— ÉLÉMENTS DE L’EXERCICE —
1. Pour chacune des affirmations suivantes, précisez par oui ou par non si elle concorde avec la critique du film « La Syndicaliste », en citant textuellement les mots décisifs de celle-ci. (a) Maureen Kearney est entrée chez Areva comme professeure d’anglais. (b) Jean-Paul Salomé a porté au cinéma l’histoire d’Irène Frachon. (c) Le long-métrage est construit en trois volets.
2. Poursuivez la critique du film « La Syndicaliste » à partir de sa dernière phrase.
:: TEXTE DU DOCUMENT ::
« La Syndicaliste » :  je ne suis pas folle

Entrée chez Areva comme professeure d’anglais, Maureen Kearney est devenue leader syndicale CFDT. Au moment de la nomination d’un nouveau président du groupe, elle reçoit des informations d’un salarié d’EDF concernant un projet d’accord avec la Chine…

Après La Daronne, Jean-Paul Salomé ne quitte plus Isabelle Huppert, qu’il projette d’emblée en Maureen Kearney, dès qu’il découvre l’existence du livre de Caroline Michel-Aguirre, La Syndicaliste.

Le cinéaste avait en tête depuis un certain temps l’idée d’une fiction autour d’une lanceuse d’alerte, et s’était déjà intéressé à la figure d’Irène Frachon au moment du scandale du Médiator, bien que cette histoire ait finalement été portée au cinéma par Emmanuelle Bercot dans La Fille de Brest.

Il trouve dans le livre, et dans la rencontre avec sa protagoniste, matière à un thriller aussi bien politique que psychologique. Choisir Isabelle Huppert dans le rôle principal, c’est forcément dans l’esprit des spectateurs/trices réactiver l’écho du Elle de Verhoeven, et rajouter ainsi du trouble à ce personnage auquel la police puis la justice et les médias reprochent de ne pas constituer une victime parfaite. En deux volets, le long-métrage évoque d’abord le combat de la syndicaliste pour alerter la sphère politique sur le risque de démantèlement et de transfert de compétences lié au projet d’accord secret avec la Chine, puis celui qu’elle doit mener face aux institutions qui se sont retournées contre elle en l’accusant d’avoir imaginé son agression violente.
:::
:: DONNÉES FOURNIES ::
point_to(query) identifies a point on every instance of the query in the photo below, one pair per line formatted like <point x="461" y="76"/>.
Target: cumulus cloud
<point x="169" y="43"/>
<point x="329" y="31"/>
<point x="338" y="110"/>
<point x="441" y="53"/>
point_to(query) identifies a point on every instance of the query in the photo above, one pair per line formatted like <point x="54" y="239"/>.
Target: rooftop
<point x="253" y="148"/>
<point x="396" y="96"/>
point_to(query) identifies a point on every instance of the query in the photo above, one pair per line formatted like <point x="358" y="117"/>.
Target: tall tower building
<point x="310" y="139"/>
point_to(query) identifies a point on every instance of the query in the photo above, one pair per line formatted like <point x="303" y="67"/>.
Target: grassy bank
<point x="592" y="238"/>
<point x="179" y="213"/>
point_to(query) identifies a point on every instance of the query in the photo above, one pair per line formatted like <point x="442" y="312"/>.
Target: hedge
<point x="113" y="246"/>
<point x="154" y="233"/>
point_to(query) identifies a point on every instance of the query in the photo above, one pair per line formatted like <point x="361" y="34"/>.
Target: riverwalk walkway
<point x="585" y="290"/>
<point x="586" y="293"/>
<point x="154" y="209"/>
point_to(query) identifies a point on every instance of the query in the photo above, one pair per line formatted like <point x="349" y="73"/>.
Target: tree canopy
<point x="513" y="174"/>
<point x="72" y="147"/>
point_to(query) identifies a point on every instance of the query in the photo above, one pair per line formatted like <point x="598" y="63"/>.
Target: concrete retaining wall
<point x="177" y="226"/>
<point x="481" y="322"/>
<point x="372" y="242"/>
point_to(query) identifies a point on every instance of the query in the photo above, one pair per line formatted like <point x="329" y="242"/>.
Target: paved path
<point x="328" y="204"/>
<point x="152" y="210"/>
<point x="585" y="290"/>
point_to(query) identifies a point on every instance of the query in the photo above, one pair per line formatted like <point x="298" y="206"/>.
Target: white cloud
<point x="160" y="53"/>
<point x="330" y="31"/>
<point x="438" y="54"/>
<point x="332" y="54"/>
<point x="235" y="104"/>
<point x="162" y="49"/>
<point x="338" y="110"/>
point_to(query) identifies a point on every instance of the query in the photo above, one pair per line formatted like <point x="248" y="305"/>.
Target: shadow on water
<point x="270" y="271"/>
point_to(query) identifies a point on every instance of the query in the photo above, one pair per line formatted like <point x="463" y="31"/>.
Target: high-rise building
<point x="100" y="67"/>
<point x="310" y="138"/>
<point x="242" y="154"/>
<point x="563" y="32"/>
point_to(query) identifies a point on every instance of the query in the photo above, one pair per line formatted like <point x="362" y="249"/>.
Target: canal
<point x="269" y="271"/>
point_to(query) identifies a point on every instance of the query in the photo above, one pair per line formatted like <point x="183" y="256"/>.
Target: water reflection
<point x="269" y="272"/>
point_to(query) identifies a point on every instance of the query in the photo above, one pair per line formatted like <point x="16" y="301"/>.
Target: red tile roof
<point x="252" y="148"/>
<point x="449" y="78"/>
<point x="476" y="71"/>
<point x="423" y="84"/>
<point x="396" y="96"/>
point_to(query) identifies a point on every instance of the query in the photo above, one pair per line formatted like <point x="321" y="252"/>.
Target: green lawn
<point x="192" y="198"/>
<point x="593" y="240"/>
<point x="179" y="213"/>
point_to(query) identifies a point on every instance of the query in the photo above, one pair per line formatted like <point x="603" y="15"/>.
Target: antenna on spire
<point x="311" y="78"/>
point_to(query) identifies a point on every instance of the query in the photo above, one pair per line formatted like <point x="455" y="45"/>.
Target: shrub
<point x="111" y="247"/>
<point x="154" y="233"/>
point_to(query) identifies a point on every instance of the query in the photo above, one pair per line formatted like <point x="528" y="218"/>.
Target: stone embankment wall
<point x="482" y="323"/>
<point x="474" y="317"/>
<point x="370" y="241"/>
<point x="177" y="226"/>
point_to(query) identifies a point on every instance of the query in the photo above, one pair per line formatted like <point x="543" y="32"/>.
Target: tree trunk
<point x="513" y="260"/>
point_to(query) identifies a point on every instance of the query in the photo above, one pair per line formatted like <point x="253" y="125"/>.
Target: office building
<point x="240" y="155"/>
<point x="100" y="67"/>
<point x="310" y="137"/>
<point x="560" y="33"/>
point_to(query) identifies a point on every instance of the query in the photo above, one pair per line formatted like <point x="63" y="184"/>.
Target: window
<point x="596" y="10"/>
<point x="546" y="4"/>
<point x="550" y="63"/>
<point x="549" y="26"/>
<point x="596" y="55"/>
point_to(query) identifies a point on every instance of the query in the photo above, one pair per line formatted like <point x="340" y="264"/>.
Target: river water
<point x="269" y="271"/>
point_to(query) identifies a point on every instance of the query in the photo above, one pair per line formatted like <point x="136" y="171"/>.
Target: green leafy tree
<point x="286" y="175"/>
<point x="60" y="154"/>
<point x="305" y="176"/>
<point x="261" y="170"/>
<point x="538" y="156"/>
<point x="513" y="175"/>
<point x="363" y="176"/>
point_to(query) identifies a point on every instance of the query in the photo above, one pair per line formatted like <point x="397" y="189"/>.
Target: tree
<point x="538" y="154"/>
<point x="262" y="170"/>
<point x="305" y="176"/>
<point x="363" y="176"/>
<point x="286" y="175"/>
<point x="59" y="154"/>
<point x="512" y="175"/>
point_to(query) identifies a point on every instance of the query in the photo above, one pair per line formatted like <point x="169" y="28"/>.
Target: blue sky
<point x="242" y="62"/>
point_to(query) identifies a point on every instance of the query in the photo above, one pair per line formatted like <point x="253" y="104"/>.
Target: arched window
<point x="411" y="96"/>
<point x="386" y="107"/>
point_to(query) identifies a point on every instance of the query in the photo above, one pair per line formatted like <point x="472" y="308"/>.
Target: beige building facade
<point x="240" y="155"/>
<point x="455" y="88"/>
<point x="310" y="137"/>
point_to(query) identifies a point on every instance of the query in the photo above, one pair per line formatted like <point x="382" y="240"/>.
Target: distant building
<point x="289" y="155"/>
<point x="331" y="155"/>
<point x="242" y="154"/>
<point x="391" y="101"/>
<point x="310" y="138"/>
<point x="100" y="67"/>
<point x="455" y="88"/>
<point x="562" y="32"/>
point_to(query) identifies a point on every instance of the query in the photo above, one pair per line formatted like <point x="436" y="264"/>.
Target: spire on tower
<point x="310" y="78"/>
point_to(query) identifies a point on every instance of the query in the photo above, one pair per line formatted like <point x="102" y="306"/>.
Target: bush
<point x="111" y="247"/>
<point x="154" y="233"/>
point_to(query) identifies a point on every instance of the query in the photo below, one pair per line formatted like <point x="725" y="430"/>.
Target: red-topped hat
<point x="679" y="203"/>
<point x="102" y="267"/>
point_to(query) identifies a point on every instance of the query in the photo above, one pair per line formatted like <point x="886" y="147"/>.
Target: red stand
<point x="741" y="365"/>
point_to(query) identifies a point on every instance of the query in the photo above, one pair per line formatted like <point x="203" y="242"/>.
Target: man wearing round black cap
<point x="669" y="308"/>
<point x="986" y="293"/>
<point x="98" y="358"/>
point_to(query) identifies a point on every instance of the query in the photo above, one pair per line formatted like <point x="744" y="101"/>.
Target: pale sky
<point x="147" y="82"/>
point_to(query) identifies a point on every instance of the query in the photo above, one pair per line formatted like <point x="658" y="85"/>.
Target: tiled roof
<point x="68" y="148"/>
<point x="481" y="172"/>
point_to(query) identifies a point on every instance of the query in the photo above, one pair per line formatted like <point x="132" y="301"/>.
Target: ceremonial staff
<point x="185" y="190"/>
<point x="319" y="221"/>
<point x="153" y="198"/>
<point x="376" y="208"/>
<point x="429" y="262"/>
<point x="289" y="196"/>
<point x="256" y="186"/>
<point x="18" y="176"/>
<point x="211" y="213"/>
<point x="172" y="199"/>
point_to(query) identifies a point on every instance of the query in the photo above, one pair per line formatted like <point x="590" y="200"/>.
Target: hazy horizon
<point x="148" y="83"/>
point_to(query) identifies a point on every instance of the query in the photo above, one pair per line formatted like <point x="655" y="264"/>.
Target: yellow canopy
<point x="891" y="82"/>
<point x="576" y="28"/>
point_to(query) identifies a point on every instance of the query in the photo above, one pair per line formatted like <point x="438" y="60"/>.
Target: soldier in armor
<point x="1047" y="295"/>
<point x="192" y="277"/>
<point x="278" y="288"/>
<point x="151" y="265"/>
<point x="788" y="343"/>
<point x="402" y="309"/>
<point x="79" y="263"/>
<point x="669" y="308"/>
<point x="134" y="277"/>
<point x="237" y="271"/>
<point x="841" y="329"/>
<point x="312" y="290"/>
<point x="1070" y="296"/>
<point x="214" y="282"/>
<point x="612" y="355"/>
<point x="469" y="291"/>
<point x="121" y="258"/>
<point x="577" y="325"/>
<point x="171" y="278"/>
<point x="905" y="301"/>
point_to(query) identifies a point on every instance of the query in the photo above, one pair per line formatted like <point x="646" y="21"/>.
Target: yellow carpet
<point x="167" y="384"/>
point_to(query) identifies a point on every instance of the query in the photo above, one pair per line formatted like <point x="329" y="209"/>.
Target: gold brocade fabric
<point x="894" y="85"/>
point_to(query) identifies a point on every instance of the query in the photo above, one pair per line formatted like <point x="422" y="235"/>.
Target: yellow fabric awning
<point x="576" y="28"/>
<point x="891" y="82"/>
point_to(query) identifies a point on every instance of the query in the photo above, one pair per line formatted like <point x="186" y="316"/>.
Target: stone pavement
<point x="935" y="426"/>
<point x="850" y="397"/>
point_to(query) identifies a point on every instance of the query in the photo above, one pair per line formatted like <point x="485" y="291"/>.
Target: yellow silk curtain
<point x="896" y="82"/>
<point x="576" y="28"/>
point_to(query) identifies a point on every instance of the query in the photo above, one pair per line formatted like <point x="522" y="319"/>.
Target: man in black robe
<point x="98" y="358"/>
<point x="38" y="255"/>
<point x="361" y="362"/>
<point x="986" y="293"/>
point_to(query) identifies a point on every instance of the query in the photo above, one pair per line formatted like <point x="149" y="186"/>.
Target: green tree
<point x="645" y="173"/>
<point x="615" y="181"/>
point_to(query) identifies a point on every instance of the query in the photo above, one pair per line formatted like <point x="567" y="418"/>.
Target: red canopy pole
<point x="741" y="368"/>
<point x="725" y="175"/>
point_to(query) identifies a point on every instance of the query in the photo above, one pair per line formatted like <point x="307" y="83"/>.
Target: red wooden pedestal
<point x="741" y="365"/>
:::
— RÉPONSES PAR CONSIGNE —
1.
(a) Oui : « Entrée chez Areva comme professeure d’anglais ».
(b) Non : « cette histoire ait finalement été portée au cinéma par Emmanuelle Bercot dans La Fille de Brest ».
(c) Non : « En deux volets ».

2.
Dans les deux cas, ce qui frappe, c’est la solitude quasi complète de cette femme face à un milieu très largement masculin et patriarcal. Dans la première moitié, il semble qu’elle puisse compter sur le soutien d’Anne Lauvergeon (Marina Foïs), l’ancienne PDG du groupe, qui fait remarquer à propos de l’homme qui l’évince (Yvan Attal) : « Depuis quand on demande aux hommes d’avoir les compétences de leur poste ? ». Dans la deuxième moitié apparaît subrepticement un personnage de jeune gendarme incarnée par Aloïse Sauvage, mais dont la véritable Maureen Kearney tient à signaler qu’il s’agit d’un ajout pour la dramaturgie du film, quand dans la réalité elle s’est bien retrouvée seule au milieu d’hommes. Des hommes qui, du gendarme au médecin, tendent à ravaler les devoirs de leurs fonctions professionnelles derrière leur conviction ou leur sexisme, quand à l’inverse, la juge (Andréa Bescond) ne fait jouer aucune solidarité féminine pour appliquer son verdict qui s’appuie sur une enquête bâclée. Le seul personnage relativement positif tout du long du film reste celui du mari, qui bénéficie de la bonhomie de Grégory Gadebois.

Bien mené, assez sobre dans sa mise en scène, le film de Jean-Paul Salomé réussit à intéresser et tenir en haleine, et même à faire éprouver par moments l’angoisse pesant sur sa protagoniste à force de menaces permanentes. S’il cherche à marquer, il n’y a pas pour autant de volonté de provoquer un choc évitable sur les spectateurs/trices, notamment en choisissant de passer sous ellipse la scène de l’agression, et de n’y revenir que par des flashbacks en plans très courts, dont le montage alterné avec le présent du récit permet une forme de mise à distance. C’est ce qui évite au film de devenir traumatisant, malgré quelques moments glaçants tels que l’examen médical ou l’annonce de la garde à vue. La fiction remplit finalement plutôt bien son rôle, celui de faire connaître une affaire un peu tombée aux oubliettes, et de donner envie d’en savoir plus sur la réalité qui l’a inspirée, en espérant un jour peut-être que toute la lumière soit faite.